CONSIGNE A: Selon l'extrait ci-dessous, à travers quels mots faudra-t-il apprendre à penser ? Citez-les tous.

TEXTE DU DOCUMENT:
L’émancipation des Indigènes passera donc par là. Non pas seulement par le rejet du capitalisme mais par le rejet de toute la civilisation européenne et sa définition de la modernité. Et ce combat il passe donc d’abord par l’abandon des mots des Blancs.
« Les mots. Il y a leurs mots. Et il y a nos mots. Nos mots ont des vertus magiques. Ils nous déshypnotisent et nous délivrent des héritages venimeux. » Ainsi ne faudra-t-il n’apprendre à penser qu’à travers les mots « Indigène », « Blanc », « race sociale », « champ politique blanc », « colonialité du pouvoir », « Puissance indigène », « majorité décoloniale ». Aussi, quand les Blancs diront « expansion capitaliste donc lutte des classes sociales », il faudra répondre « expansion coloniale donc lutte des races sociales. » (p.73)
De là pourra commencer la véritable réponse politique au monde blanc : « Ce jeu sera politique ou ne sera pas. Indigènes de la [R]épublique, nous le sommes en France, en Europe, en Occident. [Mais] pour le tiers-monde, nous sommes blancs. […] Avec les sujets coloniaux des métropoles coloniales nous formons ce groupe des damnés de l’intérieur, à la fois victimes et exploiteurs. Il serait malséant de nous confondre avec le grand Sud car il y a objectivement conflit d’intérêts entre eux et nous. [Les] peuples du Sud doivent cesser de regarder vers le Nord et privilégier des alliances Sud/Sud. S’il est vrai que les conflits d’intérêts, fractures et divisions (entre États-nations, ethniques, religieux, de genre, de couleur) sont nombreux chez eux, il existe une unité de condition de la majorité des peuples du Sud […] Quant à nous, nous formons une unité historique et sociale dans le Nord. Il ne tient qu’à nous d’en faire une unité politique. […] Cette unité brisée, on peut imaginer que le peuple colonisé puisse la reconstituer et intégrer ses nouvelles expériences, donc de nouvelles richesses, dans le cadre d’une nouvelle unité qui ne sera pas l’unité ancienne mais qui sera cependant une unité. Renouer avec Bandung et recréer une espèce de Tricontinentale à l’intérieur de l’Occident [.] » (p.74-75)
…Et quel sera le ciment de cette nouvelle unité ? Voilà enfin le moment idéal pour aborder et comprendre le chapitre conclusif de ce livre : « Allahu akbar ! »
Dans cette conclusion, le message a le mérite d’être limpide.

CONSIGNE B: Quelles lignes de la liste ci-dessous contiennent le mot « blue » ? Rassemblez-les toutes.

ENTRÉES AFFICHÉES:
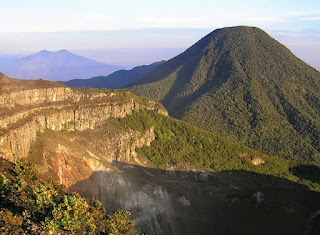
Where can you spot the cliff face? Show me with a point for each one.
(31, 107)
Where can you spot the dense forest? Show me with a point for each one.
(242, 84)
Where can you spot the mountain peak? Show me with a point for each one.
(64, 51)
(245, 85)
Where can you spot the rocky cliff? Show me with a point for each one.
(31, 107)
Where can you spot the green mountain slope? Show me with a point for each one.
(180, 146)
(31, 205)
(116, 80)
(240, 83)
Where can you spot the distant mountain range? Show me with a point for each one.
(116, 80)
(55, 66)
(240, 83)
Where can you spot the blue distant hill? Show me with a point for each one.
(55, 66)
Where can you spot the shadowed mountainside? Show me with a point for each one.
(240, 83)
(226, 202)
(116, 80)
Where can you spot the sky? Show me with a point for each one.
(84, 25)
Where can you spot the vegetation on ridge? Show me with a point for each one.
(178, 142)
(242, 84)
(32, 205)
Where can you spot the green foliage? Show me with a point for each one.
(33, 205)
(241, 84)
(178, 142)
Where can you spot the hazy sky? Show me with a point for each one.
(30, 25)
(73, 15)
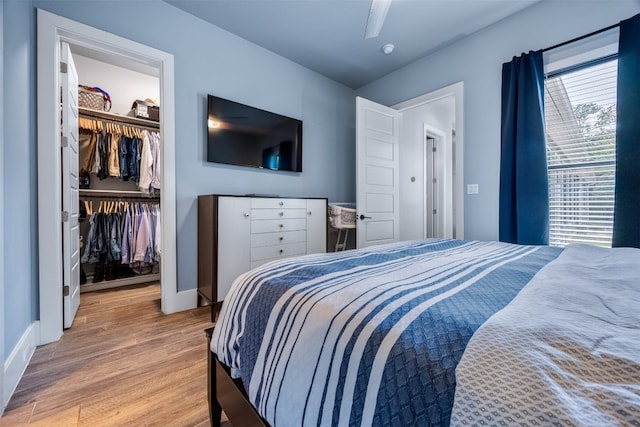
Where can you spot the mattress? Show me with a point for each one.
(370, 336)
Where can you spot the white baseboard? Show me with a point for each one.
(180, 301)
(18, 360)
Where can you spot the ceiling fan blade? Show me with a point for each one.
(377, 14)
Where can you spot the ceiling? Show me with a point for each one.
(327, 36)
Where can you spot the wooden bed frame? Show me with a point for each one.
(228, 394)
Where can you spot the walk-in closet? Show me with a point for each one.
(119, 172)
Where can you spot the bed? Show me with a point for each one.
(371, 336)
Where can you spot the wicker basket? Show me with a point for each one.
(341, 217)
(90, 99)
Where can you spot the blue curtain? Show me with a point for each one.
(524, 184)
(626, 221)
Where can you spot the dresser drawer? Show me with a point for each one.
(259, 214)
(278, 251)
(274, 225)
(285, 237)
(269, 203)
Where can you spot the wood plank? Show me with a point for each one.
(123, 362)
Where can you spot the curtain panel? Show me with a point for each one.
(626, 222)
(524, 183)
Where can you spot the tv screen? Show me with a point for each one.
(238, 134)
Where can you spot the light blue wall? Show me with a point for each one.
(2, 280)
(207, 60)
(19, 172)
(477, 60)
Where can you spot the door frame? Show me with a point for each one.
(457, 91)
(52, 29)
(443, 185)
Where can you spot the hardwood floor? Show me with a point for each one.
(122, 363)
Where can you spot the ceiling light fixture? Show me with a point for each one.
(377, 14)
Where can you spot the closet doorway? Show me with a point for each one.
(433, 120)
(53, 31)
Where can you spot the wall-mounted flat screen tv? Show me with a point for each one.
(241, 135)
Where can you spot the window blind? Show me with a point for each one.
(580, 120)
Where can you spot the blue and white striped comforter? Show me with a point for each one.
(366, 337)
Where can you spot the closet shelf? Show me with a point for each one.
(87, 112)
(117, 194)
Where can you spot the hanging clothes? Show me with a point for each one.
(123, 151)
(121, 239)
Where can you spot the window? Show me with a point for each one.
(580, 120)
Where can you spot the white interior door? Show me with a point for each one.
(377, 178)
(70, 200)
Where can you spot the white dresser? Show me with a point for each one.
(238, 233)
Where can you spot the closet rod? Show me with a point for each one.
(153, 200)
(117, 194)
(86, 112)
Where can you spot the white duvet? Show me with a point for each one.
(566, 351)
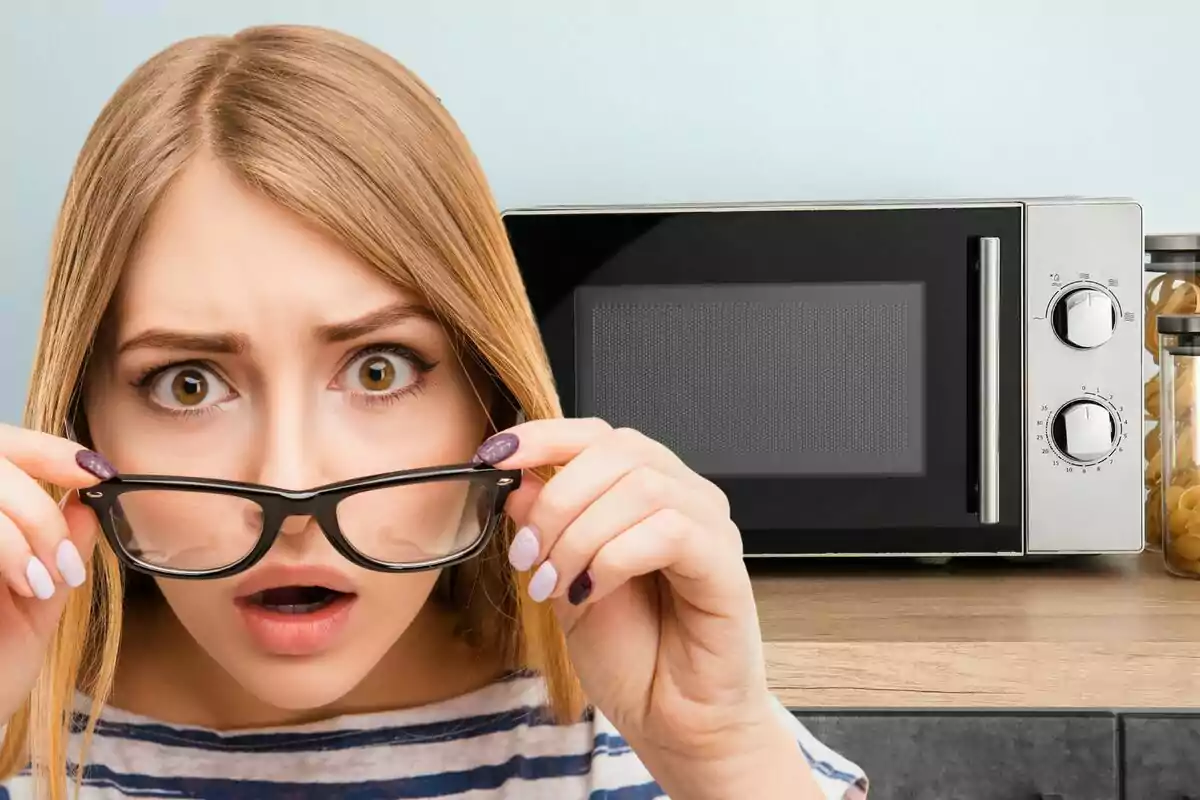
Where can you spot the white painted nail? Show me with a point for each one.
(543, 582)
(70, 564)
(40, 579)
(523, 549)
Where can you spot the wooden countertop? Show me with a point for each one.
(1109, 632)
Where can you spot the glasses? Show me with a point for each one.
(396, 522)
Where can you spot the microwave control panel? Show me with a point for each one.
(1083, 353)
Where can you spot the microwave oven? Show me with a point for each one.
(923, 378)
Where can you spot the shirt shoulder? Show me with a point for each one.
(617, 773)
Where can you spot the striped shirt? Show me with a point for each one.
(493, 743)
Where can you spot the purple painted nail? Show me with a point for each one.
(96, 464)
(581, 588)
(497, 449)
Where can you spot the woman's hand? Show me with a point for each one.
(643, 565)
(43, 548)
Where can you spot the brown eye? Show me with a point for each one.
(377, 374)
(189, 388)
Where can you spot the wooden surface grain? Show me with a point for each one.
(1111, 632)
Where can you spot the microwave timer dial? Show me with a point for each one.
(1084, 316)
(1085, 431)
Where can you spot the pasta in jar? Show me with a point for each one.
(1173, 505)
(1174, 468)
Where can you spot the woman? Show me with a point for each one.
(277, 268)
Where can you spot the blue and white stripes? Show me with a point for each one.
(495, 743)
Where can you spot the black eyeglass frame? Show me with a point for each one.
(279, 504)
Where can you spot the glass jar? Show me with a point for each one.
(1173, 262)
(1179, 360)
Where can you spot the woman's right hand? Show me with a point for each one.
(43, 548)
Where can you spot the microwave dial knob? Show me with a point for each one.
(1084, 432)
(1085, 318)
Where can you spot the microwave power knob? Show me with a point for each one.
(1084, 432)
(1085, 318)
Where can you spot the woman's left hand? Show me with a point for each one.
(643, 565)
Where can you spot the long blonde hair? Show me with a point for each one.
(343, 136)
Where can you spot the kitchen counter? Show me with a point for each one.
(1103, 632)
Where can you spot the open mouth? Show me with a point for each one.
(295, 600)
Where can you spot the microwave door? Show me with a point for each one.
(850, 378)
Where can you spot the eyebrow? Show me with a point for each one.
(163, 340)
(237, 343)
(375, 320)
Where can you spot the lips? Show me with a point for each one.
(295, 611)
(294, 600)
(282, 576)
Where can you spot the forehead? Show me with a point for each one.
(215, 253)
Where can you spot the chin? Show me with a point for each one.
(298, 685)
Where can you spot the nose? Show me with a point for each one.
(283, 456)
(286, 456)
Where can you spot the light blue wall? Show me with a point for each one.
(677, 100)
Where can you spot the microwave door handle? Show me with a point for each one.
(989, 380)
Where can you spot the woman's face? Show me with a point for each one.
(249, 347)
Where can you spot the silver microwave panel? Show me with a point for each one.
(1084, 348)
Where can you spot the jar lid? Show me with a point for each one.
(1173, 252)
(1179, 324)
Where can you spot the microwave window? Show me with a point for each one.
(761, 379)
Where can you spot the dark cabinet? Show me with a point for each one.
(985, 756)
(1162, 756)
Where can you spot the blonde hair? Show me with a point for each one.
(348, 139)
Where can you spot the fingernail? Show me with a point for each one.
(543, 582)
(70, 564)
(581, 588)
(96, 464)
(497, 449)
(523, 549)
(40, 579)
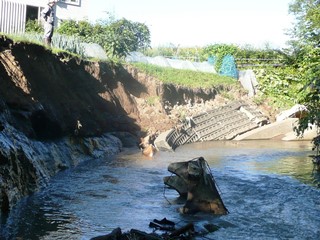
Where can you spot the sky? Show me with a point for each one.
(198, 23)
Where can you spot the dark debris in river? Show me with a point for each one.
(165, 226)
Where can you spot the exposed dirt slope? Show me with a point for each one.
(47, 94)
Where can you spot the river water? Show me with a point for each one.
(268, 187)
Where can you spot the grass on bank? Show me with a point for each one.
(187, 78)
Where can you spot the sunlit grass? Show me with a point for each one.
(187, 78)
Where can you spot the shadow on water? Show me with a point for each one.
(267, 186)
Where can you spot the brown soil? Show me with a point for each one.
(45, 95)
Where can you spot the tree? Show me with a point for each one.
(117, 37)
(306, 43)
(124, 36)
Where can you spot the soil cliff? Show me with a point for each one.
(56, 110)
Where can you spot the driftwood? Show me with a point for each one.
(194, 179)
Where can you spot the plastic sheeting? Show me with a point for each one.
(228, 67)
(173, 63)
(248, 81)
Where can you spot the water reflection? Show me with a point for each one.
(267, 186)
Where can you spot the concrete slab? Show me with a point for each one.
(161, 141)
(270, 131)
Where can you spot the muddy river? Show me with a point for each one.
(269, 188)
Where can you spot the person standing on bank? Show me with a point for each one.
(48, 17)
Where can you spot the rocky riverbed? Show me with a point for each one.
(57, 111)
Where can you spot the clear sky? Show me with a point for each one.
(191, 23)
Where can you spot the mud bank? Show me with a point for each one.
(57, 110)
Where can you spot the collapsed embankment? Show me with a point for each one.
(57, 110)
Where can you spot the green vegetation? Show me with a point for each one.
(295, 80)
(186, 78)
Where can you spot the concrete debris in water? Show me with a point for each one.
(194, 181)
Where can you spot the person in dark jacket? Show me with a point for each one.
(48, 18)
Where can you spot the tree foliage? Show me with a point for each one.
(306, 46)
(117, 37)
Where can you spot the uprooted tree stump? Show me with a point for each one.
(195, 181)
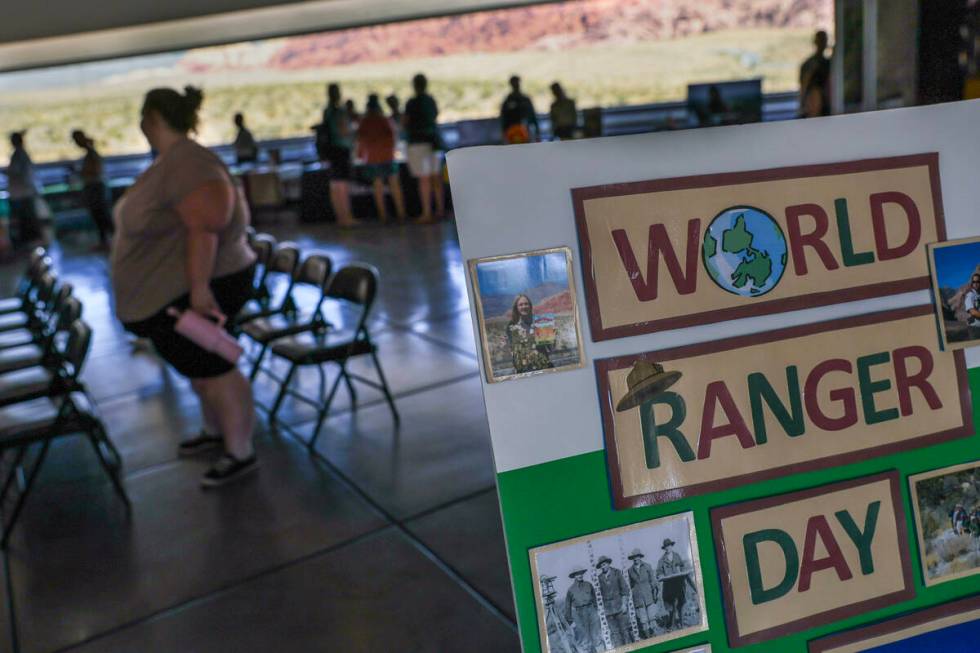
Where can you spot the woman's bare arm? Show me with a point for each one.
(205, 212)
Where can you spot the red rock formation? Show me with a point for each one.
(574, 23)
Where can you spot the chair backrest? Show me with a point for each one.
(39, 265)
(315, 270)
(76, 349)
(44, 289)
(356, 283)
(263, 245)
(284, 259)
(68, 313)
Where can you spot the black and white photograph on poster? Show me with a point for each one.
(947, 520)
(620, 590)
(956, 290)
(527, 313)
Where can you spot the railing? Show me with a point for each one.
(616, 121)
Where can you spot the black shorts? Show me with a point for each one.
(231, 292)
(339, 160)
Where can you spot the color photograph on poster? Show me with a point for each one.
(528, 313)
(955, 267)
(948, 628)
(670, 253)
(706, 417)
(947, 520)
(620, 590)
(795, 561)
(704, 648)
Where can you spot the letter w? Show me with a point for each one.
(685, 280)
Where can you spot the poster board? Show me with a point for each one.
(547, 433)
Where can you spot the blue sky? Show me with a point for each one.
(512, 276)
(954, 264)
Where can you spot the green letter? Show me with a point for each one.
(869, 388)
(848, 255)
(651, 430)
(792, 559)
(791, 420)
(862, 541)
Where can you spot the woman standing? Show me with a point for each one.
(376, 145)
(528, 354)
(22, 188)
(94, 192)
(180, 243)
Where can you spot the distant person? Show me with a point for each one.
(352, 114)
(518, 121)
(333, 144)
(22, 192)
(376, 145)
(564, 116)
(246, 149)
(95, 195)
(422, 135)
(396, 117)
(815, 80)
(394, 108)
(181, 244)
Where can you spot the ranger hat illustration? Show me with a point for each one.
(645, 381)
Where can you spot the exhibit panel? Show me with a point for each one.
(733, 421)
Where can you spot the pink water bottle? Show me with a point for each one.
(206, 334)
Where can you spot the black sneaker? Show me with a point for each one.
(202, 443)
(228, 469)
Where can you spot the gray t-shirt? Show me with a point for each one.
(149, 251)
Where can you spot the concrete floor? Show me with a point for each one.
(383, 540)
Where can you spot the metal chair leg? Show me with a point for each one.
(112, 472)
(350, 386)
(12, 474)
(385, 389)
(258, 362)
(8, 525)
(282, 393)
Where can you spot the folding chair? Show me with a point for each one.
(315, 271)
(281, 270)
(42, 352)
(50, 297)
(38, 265)
(356, 284)
(41, 420)
(58, 377)
(38, 308)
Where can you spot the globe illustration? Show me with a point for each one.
(744, 251)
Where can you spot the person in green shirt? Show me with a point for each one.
(422, 151)
(333, 144)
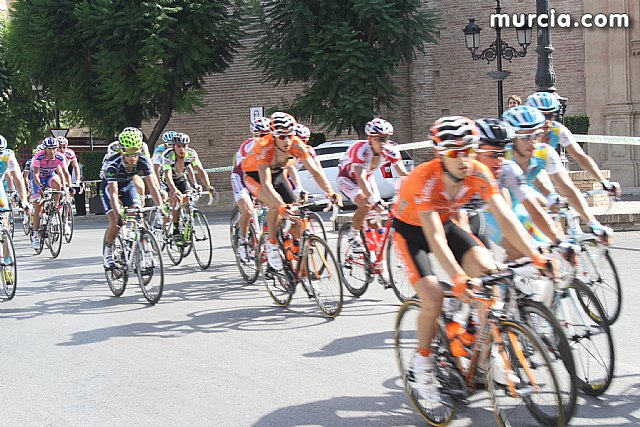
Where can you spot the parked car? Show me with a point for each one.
(385, 175)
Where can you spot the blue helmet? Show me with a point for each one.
(544, 101)
(524, 117)
(167, 137)
(50, 142)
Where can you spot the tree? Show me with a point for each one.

RÉPONSE ATTENDUE A: « Indigène », « Blanc », « race sociale », « champ politique blanc », « colonialité du pouvoir », « Puissance indigène », « majorité décoloniale »

RÉPONSE ATTENDUE B:
Where can you spot the blue distant hill? Show me with a point for each one.
Where can you spot the blue curtain? Show me with a point for each one.
Where can you spot the light blue wall? Show me with a point for each one.
Where can you spot the blue and white striped comforter? Show me with a point for each one.
Where can you spot the blue and white stripes? Show me with a point for each one.
Where can you spot the light blue wall? Show me with a point for each one.
Where can you spot the blue sky? Show me with a point for each one.
Where can you spot the blue helmet? Show me with a point for each one.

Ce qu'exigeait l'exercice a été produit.